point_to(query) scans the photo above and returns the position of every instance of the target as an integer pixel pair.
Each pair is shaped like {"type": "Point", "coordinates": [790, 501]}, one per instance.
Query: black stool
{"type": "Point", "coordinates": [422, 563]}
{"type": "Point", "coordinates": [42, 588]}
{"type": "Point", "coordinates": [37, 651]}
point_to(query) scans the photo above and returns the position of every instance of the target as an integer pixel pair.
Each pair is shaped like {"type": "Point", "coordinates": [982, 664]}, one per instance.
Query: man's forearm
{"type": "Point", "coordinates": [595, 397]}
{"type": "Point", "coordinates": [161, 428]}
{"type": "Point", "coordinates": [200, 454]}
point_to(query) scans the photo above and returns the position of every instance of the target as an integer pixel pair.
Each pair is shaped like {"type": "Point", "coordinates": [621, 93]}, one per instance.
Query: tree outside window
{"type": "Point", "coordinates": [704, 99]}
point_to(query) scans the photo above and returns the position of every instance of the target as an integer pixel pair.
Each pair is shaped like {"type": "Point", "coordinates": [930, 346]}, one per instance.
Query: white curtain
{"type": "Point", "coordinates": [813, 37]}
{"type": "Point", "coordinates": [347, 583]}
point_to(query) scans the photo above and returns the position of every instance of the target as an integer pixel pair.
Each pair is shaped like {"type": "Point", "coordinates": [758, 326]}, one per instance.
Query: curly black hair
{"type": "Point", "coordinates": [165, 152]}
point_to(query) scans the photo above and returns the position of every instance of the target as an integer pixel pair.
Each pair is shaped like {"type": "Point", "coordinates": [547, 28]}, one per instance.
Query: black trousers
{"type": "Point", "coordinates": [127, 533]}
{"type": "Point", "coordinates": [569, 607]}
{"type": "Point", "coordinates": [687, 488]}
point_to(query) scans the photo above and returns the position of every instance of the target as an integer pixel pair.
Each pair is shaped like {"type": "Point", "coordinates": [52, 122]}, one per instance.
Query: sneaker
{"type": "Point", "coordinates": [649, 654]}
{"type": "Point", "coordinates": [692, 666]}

--------------------------------

● **Given instruction**
Write down all the entries again without a single difference.

● **Answer to the exercise**
point_to(query) scans the photo above and returns the position of every instance of the target as an integer pixel pair.
Each pair is shaped like {"type": "Point", "coordinates": [790, 501]}, one per instance.
Query: black stool
{"type": "Point", "coordinates": [422, 563]}
{"type": "Point", "coordinates": [42, 588]}
{"type": "Point", "coordinates": [37, 651]}
point_to(query) scans the photo above and returns the position of every instance of the target as an integer pixel pair.
Each pair is shaped like {"type": "Point", "coordinates": [982, 664]}, one per instance.
Query: man's forearm
{"type": "Point", "coordinates": [595, 397]}
{"type": "Point", "coordinates": [161, 428]}
{"type": "Point", "coordinates": [200, 454]}
point_to(query) scans the photo above and returns the position of every instance of the target as an integer pixel pair.
Each pair is shaped like {"type": "Point", "coordinates": [621, 93]}, one per instance.
Query: tree outside window
{"type": "Point", "coordinates": [704, 99]}
point_to(query) scans the photo above and returns the position of every instance of the target as an integer pixel pair.
Each pair is shaped like {"type": "Point", "coordinates": [930, 346]}, one per instance.
Query: white curtain
{"type": "Point", "coordinates": [813, 37]}
{"type": "Point", "coordinates": [347, 583]}
point_to(query) scans the photo above and returns the position of every instance of the target as an integer pixel pair.
Each pair is shaped like {"type": "Point", "coordinates": [758, 326]}, one per instance.
Query: curly black hair
{"type": "Point", "coordinates": [165, 152]}
point_to(query) scans the photo above and returns the position of every instance of the target as an integer pixel pair.
Each pair is shaped like {"type": "Point", "coordinates": [547, 28]}, one per instance.
Query: black trousers
{"type": "Point", "coordinates": [127, 533]}
{"type": "Point", "coordinates": [569, 607]}
{"type": "Point", "coordinates": [687, 488]}
point_to(query) scans the photo above and returns the position of every instance of the target as an integer pixel pair.
Each pair is shaped like {"type": "Point", "coordinates": [52, 122]}, one per instance.
Query: sneaker
{"type": "Point", "coordinates": [649, 654]}
{"type": "Point", "coordinates": [692, 666]}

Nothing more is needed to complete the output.